■ Task prompt: Rewrite everything from the line containing "request: draw the outline of every instance of the submerged" down to the end of the rows, both ends included and the requests kept as they are. Multiply every coordinate in the answers by 2.15 and round each one to a whole number, with halves rounding up.

[Segmentation annotation rows]

· · · ·

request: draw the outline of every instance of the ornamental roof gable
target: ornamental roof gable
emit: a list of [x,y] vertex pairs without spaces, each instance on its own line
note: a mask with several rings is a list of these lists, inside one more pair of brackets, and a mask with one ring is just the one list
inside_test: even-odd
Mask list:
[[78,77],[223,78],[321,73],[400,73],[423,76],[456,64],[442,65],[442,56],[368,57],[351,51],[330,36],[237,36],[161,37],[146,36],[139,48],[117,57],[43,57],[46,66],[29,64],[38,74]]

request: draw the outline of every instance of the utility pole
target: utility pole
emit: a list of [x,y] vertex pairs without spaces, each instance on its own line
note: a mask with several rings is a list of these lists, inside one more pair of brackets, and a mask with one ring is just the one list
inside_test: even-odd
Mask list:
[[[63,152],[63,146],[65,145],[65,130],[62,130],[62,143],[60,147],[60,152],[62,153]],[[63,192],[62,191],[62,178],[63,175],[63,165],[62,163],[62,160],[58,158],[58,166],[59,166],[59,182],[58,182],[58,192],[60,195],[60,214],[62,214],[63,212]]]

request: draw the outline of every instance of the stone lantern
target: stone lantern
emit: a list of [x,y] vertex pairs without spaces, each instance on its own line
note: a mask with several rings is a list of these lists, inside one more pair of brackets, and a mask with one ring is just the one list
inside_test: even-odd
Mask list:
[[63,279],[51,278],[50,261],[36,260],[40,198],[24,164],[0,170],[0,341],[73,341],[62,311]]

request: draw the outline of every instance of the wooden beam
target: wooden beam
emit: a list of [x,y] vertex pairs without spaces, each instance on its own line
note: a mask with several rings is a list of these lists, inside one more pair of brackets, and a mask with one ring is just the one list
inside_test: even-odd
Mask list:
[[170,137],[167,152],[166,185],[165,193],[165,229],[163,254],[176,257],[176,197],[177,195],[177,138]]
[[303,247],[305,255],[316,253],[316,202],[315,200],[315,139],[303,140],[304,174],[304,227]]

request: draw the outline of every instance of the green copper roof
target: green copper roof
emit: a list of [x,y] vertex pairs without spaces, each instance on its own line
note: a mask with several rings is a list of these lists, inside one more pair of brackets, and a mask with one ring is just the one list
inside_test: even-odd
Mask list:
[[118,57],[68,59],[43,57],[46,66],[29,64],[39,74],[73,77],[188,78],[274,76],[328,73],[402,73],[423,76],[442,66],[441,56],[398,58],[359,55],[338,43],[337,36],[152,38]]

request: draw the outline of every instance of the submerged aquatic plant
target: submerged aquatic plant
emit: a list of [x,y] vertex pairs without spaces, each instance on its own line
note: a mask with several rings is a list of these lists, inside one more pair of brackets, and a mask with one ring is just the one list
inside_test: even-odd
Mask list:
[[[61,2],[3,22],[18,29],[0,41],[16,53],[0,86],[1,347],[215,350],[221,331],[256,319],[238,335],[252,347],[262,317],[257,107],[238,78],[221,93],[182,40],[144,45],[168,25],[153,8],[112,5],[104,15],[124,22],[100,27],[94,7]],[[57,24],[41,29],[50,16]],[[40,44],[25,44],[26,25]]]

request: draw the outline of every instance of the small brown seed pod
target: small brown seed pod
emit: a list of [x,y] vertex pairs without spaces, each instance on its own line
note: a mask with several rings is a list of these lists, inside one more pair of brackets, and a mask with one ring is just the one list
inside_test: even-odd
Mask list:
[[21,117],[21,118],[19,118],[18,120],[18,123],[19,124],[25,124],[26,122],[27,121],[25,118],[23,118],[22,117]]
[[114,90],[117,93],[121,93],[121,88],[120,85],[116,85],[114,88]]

· · · ·

■ Answer to this exercise:
request: draw the outline of every instance of the submerged aquatic plant
target: submerged aquatic plant
emit: a list of [x,y] vertex pairs without spaces, each instance on its own line
note: a mask with several rings is a list of these lists, inside one more pair of brackets, and a mask with one ring is just the one list
inside_test: even-odd
Mask list:
[[[131,4],[6,47],[39,62],[0,88],[34,114],[0,185],[2,746],[462,753],[475,712],[550,686],[512,720],[542,746],[563,682],[553,230],[512,168],[475,200],[391,86],[310,97],[361,54],[329,17],[241,11],[224,32],[267,47],[215,58],[202,15]],[[123,52],[88,62],[108,34]],[[86,95],[54,95],[56,54]]]

request: draw the outline of every instance of the small brown seed pod
target: small brown seed pod
emit: a list of [x,y] vertex pairs without spaces, each instance on its own line
note: a mask with several rings is a list of these lists, inside one more pair of brackets, and a mask with one ring is just the one list
inside_test: even-odd
Mask list:
[[45,252],[45,254],[41,254],[39,258],[39,264],[41,267],[54,267],[56,262],[58,260],[54,254],[49,254],[47,252]]
[[245,194],[252,200],[260,200],[260,189],[258,183],[249,183],[245,189]]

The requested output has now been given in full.